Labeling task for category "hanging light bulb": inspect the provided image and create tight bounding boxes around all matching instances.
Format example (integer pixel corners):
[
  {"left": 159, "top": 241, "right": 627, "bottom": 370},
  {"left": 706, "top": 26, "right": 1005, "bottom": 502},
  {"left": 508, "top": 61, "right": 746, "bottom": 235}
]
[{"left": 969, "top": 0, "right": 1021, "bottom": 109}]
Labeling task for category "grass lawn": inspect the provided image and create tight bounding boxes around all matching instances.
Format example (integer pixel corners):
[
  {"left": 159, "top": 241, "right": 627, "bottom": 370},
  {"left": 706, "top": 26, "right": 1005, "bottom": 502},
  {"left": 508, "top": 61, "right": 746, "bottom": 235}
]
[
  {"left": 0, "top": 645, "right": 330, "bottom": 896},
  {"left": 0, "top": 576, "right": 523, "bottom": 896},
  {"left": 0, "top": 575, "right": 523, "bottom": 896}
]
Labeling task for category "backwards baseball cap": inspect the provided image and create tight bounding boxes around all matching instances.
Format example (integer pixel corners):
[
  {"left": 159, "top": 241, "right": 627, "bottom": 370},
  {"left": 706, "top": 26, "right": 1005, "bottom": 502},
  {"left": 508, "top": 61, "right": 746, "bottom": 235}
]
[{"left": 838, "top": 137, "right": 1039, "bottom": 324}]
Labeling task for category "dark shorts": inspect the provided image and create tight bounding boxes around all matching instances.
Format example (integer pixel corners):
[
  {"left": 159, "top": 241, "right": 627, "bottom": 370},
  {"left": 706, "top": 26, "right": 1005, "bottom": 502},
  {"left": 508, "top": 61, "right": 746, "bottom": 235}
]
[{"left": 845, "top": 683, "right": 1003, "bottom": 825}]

## Your instructions:
Return each line of the listing above that contains the string "matching", with case counting toward a match.

## Finished answer:
Labeling task for category "hanging light bulb": inspect the provided image and create tight bounding boxes around all matching instances.
Labeling task for category "grass lawn": inspect the provided image and create tight bounding boxes around all matching instances.
Labeling task for category "backwards baseball cap": inspect the provided image and create tight bounding boxes around all matching instances.
Labeling task for category "dark shorts": inspect the provided image and create tight bounding boxes around all matching instances.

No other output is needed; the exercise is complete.